--- EXERCISE INPUTS ---

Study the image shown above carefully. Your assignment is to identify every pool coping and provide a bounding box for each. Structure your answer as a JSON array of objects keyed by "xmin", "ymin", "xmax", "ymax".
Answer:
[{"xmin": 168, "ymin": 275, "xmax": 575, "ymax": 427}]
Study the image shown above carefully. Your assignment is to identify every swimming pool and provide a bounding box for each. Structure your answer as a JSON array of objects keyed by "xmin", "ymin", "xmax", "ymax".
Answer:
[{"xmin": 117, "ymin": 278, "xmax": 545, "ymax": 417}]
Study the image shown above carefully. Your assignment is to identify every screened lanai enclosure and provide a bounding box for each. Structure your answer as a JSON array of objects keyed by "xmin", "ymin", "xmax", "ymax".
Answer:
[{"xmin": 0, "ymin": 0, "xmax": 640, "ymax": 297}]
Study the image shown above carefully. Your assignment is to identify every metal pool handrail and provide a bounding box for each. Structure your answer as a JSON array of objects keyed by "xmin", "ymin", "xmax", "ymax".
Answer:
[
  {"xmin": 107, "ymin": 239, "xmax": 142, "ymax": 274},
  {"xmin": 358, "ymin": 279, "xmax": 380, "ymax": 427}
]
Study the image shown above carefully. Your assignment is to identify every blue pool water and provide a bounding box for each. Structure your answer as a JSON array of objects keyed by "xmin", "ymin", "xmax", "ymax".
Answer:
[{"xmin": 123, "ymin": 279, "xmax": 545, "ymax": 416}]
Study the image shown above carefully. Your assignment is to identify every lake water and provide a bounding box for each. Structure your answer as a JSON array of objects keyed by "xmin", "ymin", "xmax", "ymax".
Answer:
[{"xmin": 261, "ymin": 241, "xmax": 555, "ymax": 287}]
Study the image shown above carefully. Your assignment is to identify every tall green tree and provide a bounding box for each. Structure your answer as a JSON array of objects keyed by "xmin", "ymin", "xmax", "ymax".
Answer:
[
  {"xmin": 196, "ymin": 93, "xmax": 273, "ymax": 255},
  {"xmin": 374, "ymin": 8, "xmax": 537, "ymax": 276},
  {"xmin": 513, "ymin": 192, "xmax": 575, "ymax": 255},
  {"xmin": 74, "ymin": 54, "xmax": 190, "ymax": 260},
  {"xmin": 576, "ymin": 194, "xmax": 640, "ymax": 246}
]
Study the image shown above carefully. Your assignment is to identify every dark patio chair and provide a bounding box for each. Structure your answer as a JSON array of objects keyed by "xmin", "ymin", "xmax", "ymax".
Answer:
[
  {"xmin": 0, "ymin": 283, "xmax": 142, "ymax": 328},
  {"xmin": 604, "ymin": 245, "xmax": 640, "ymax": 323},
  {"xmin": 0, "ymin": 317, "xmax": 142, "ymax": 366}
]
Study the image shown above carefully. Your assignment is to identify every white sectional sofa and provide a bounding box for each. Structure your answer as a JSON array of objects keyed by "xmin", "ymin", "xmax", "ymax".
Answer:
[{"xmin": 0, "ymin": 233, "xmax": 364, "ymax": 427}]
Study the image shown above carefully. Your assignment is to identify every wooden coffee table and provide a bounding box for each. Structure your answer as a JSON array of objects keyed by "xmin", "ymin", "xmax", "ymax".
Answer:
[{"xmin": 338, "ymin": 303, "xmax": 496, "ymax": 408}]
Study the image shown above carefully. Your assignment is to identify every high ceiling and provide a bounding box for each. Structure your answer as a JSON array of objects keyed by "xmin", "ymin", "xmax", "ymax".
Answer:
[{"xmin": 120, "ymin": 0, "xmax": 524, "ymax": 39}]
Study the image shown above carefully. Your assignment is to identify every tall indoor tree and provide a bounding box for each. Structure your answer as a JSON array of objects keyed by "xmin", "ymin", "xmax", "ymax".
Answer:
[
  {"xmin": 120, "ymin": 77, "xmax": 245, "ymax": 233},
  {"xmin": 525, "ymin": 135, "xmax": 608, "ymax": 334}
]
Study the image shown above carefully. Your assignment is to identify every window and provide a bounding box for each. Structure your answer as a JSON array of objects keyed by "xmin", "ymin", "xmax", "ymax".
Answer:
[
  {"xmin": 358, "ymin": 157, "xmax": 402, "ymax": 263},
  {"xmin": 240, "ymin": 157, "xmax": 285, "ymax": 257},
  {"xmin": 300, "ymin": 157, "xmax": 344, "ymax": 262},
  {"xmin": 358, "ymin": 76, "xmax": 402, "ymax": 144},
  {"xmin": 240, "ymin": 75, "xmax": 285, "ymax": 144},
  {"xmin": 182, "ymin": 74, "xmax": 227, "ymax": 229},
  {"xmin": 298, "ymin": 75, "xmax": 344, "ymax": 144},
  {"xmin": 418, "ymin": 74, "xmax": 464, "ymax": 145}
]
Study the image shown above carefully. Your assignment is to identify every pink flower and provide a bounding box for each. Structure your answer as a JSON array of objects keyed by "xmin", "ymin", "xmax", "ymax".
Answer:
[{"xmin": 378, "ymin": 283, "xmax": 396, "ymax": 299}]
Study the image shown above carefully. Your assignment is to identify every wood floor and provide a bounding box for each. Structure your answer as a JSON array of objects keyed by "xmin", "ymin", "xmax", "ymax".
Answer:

---

(DIRECTIONS FOR THIS TASK): Write out all the records above again, switching each "Study" to "Examine" and leaving everything else unchanged.

(ANSWER TO THE EXERCISE):
Examine the image shown above carefully. Your assignment is to identify every pool coping and provide a bounding box for each. Structure your answer as a JSON array of objects keyed by "xmin", "ymin", "xmax", "ymax".
Answer:
[{"xmin": 168, "ymin": 275, "xmax": 575, "ymax": 427}]
Examine the image shown above carefully. Your assignment is to identify every swimming pool and provide a bounding box for each. Structure your answer as a JSON array of objects keyed by "xmin", "ymin", "xmax", "ymax".
Answer:
[{"xmin": 117, "ymin": 278, "xmax": 545, "ymax": 417}]
Examine the image shown above carefully. Your assignment is to identify every screened lanai enclosure and provide a bounding box for each. Structure your answer as a JSON array of objects keyed by "xmin", "ymin", "xmax", "ymax".
Answer:
[{"xmin": 0, "ymin": 0, "xmax": 640, "ymax": 297}]
Examine the image shown above carefully. Your assignment is to identify every metal pool handrail and provide a bounding box for each. Structure your answer as a JSON array of objects keyed by "xmin", "ymin", "xmax", "ymax".
Answer:
[
  {"xmin": 107, "ymin": 239, "xmax": 142, "ymax": 274},
  {"xmin": 358, "ymin": 279, "xmax": 380, "ymax": 427}
]
Examine the image shown above carefully. Your assignment is to identify every blue pool water and provide a bounding box for each. Structure your answer as a JSON array of objects keyed by "xmin", "ymin", "xmax", "ymax".
Answer:
[{"xmin": 123, "ymin": 279, "xmax": 545, "ymax": 416}]
Examine the image shown above carefully. Your assignment is to identify every lake water and provide a bounding box for each. Structure your answer as a JSON array of objects keyed by "xmin", "ymin", "xmax", "ymax".
Answer:
[{"xmin": 261, "ymin": 241, "xmax": 555, "ymax": 287}]
Examine the image shown above carefully. Your assignment is to identify every tall green tree and provide a bounding box for each. Structure your answer as a JSON array of objects keyed by "xmin", "ymin", "xmax", "ymax".
Answer:
[
  {"xmin": 196, "ymin": 93, "xmax": 273, "ymax": 255},
  {"xmin": 374, "ymin": 8, "xmax": 537, "ymax": 276},
  {"xmin": 513, "ymin": 192, "xmax": 575, "ymax": 255},
  {"xmin": 74, "ymin": 54, "xmax": 190, "ymax": 260},
  {"xmin": 576, "ymin": 194, "xmax": 640, "ymax": 246}
]
Examine the image shown above carefully. Your assignment is to identify every dark patio chair and provide a bounding box for each. Structure your answer as a JSON array of objects keyed by "xmin", "ymin", "xmax", "ymax".
Answer:
[
  {"xmin": 0, "ymin": 283, "xmax": 142, "ymax": 328},
  {"xmin": 604, "ymin": 245, "xmax": 640, "ymax": 323},
  {"xmin": 0, "ymin": 317, "xmax": 142, "ymax": 366}
]
Examine the image shown above carefully. Your assignment is to identify every white sectional sofa and provide a bounding box for each. Structure your answer as a JSON array of objects keyed by "xmin", "ymin", "xmax", "ymax".
Answer:
[{"xmin": 0, "ymin": 233, "xmax": 364, "ymax": 427}]
Examine the image shown above carefully. Your assignment is to identify every wooden coffee table and provide a bounding box for each. Structure your answer as a JSON array of objects keyed by "xmin", "ymin", "xmax", "ymax".
Answer:
[{"xmin": 338, "ymin": 303, "xmax": 496, "ymax": 408}]
Examine the image shown above carefully. Your assignment is to identify every high ceiling and provide a bounding box for each. Structure your answer as a JSON array of objects keyed by "xmin", "ymin", "xmax", "ymax".
Answer:
[{"xmin": 120, "ymin": 0, "xmax": 524, "ymax": 39}]
Examine the image shown above carefully. Your assignment is to identify every tall indoor tree and provide a bounding box for each. Structure your answer as a JSON array of objects keyed by "xmin", "ymin", "xmax", "ymax".
Answer:
[
  {"xmin": 120, "ymin": 77, "xmax": 245, "ymax": 233},
  {"xmin": 525, "ymin": 135, "xmax": 608, "ymax": 334}
]
Examine the image shown above carefully. Your assignment is to identify every window and provide a bounding box for each. Structure your answer as a JSON array of objects keyed by "xmin", "ymin", "xmax", "ymax".
Answer:
[
  {"xmin": 358, "ymin": 157, "xmax": 402, "ymax": 263},
  {"xmin": 240, "ymin": 157, "xmax": 285, "ymax": 257},
  {"xmin": 300, "ymin": 157, "xmax": 344, "ymax": 262},
  {"xmin": 358, "ymin": 76, "xmax": 402, "ymax": 144},
  {"xmin": 240, "ymin": 75, "xmax": 285, "ymax": 144},
  {"xmin": 182, "ymin": 74, "xmax": 227, "ymax": 229},
  {"xmin": 298, "ymin": 75, "xmax": 344, "ymax": 144},
  {"xmin": 418, "ymin": 74, "xmax": 464, "ymax": 145}
]
Examine the image shown above carefully. Your assignment is to identify every pink flower and provide a bounding box for each. Structure your answer as a JSON array of objects keyed by "xmin", "ymin", "xmax", "ymax".
Answer:
[{"xmin": 378, "ymin": 283, "xmax": 396, "ymax": 299}]
Examine the image shown above carefully. Your assignment is to identify every wood floor and provide a bounding box for each. Structure your answer as a JSON array of objects keyed by "xmin", "ymin", "xmax", "ymax".
Answer:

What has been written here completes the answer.